■ What is asked:
Quote every line below exactly as it reads.

[Collected data]
· · · · · · ·
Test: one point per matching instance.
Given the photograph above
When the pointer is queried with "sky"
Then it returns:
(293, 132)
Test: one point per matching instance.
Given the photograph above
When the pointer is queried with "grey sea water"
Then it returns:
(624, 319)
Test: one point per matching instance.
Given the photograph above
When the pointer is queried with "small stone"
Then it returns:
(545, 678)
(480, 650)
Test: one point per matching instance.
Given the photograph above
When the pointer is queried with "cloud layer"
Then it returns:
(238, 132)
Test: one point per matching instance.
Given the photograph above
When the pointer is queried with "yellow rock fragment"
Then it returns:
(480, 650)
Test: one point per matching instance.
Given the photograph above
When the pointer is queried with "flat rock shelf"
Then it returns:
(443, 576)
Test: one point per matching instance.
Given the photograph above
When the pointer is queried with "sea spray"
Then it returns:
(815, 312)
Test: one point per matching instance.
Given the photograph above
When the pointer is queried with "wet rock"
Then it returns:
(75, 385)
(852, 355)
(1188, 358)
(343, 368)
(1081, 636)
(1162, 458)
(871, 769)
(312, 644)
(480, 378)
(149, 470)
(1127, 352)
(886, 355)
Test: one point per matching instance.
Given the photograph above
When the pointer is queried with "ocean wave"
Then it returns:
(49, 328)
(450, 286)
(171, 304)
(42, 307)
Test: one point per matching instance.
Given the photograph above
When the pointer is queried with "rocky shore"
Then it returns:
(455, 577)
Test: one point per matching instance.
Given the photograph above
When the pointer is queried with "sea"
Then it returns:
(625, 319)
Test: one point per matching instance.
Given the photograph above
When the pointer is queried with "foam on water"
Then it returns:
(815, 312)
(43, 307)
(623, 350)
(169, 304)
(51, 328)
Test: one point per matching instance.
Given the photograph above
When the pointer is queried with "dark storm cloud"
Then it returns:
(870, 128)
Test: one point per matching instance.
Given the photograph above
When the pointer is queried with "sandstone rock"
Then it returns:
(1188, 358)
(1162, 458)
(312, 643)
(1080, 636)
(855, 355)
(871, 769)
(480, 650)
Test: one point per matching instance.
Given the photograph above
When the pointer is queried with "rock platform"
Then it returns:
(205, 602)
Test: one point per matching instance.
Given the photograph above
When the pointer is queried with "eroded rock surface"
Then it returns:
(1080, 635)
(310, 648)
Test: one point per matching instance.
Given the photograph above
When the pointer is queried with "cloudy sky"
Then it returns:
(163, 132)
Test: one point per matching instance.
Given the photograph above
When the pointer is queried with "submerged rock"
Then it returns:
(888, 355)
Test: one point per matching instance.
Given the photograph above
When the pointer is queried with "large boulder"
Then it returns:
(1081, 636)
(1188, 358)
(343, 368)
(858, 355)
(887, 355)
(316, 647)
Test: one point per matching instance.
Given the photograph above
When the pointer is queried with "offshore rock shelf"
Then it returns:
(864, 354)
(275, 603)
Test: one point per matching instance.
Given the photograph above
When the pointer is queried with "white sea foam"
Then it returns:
· · · · · · ·
■ Solution:
Test: one point per matching instance.
Given the photograph above
When the pointer is queried with "sky"
Then it returns:
(293, 132)
Test: one point per matching instance.
Given the photograph above
When the pointer is queried with "grey sea water"
Then it returns:
(624, 319)
Test: one point per matching instance.
Given the photograph above
When the pointer is queried with "small stone"
Then it returns:
(545, 678)
(480, 650)
Test: one point per matching instance.
Given the photograph above
When the pointer is queried with "cloud layer"
Then it returns:
(238, 132)
Test: one point per matching instance.
Given the photograph above
When the pointer is queried with "yellow rock fragment"
Then it returns:
(480, 650)
Test: one point per matching instance.
Given the photograph above
When the pointer is queried with "flat rock shelf"
Then it returns:
(443, 576)
Test: one point per matching instance.
Given the photograph above
When the pointer is queried with "sea spray"
Then it returns:
(815, 312)
Test: one point per matching instance.
Given the photograph above
When the pointer is queried with "wet rock"
Then it returns:
(75, 385)
(852, 355)
(1188, 358)
(343, 368)
(1081, 636)
(1162, 458)
(871, 769)
(312, 644)
(480, 378)
(149, 470)
(1127, 352)
(886, 355)
Test: one point per matching instance.
Given the photograph above
When the pointer is queried with "ocean wave"
Then it returns:
(49, 328)
(450, 286)
(171, 304)
(42, 307)
Test: one point per matching instance.
Given the photograph above
When the pointer is queried with "rocky shore"
Then it returns:
(455, 577)
Test: one point per matching instance.
Given the photograph above
When the pointer is queried with "sea"
Then it returns:
(625, 319)
Test: one point per matching instance.
Given the photograph above
When the pointer is queried with "foam on water"
Then it returns:
(815, 312)
(43, 307)
(623, 350)
(169, 304)
(51, 328)
Test: one point per matching instance.
Given the photograph above
When the pointer is queried with "dark storm cloud"
Then it returns:
(870, 128)
Test: one point per matching instance.
Given the photograph above
When the pointer is queried with "sandstone rock"
Then it returns:
(1188, 358)
(1162, 458)
(312, 643)
(1080, 636)
(855, 355)
(871, 769)
(480, 650)
Test: one point per matching instance.
Given the photograph above
When the pointer is queried with "rock platform"
Then it returns:
(205, 602)
Test: one point per matching instance.
Given the photograph above
When the pointer is queried with "eroded rock surface"
Then it returns:
(1080, 635)
(310, 648)
Test: one point per matching instance.
Given the photograph above
When the pointer is queried with "cloudy sky"
Then it returns:
(163, 132)
Test: one point per matching instance.
Given the photograph above
When the pointer is queried with "submerged rock"
Then it returns:
(888, 355)
Test: one point per matching instance.
Given the photograph above
When the pointer is queried with "large boulder"
Then it returns:
(1081, 636)
(1188, 358)
(343, 368)
(858, 355)
(887, 355)
(316, 647)
Test: one point per matching instance.
Given the photograph above
When the pointer is queried with "offshore rock shelf"
Then it returns:
(864, 354)
(275, 603)
Test: one point per matching instance.
Given the photograph above
When the pointer is queried with "white sea foam"
Then it returns:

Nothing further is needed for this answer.